• What the exercise asks
Could you copy out all of the material below line for line, without changing a single character?

• Dataset records

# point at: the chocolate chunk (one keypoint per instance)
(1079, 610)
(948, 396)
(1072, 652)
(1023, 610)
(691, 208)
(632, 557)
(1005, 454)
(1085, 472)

• Written response
# point at: the chocolate chunk (one keypoint per instance)
(1079, 610)
(948, 396)
(1072, 652)
(1023, 610)
(691, 208)
(632, 557)
(1005, 454)
(1085, 472)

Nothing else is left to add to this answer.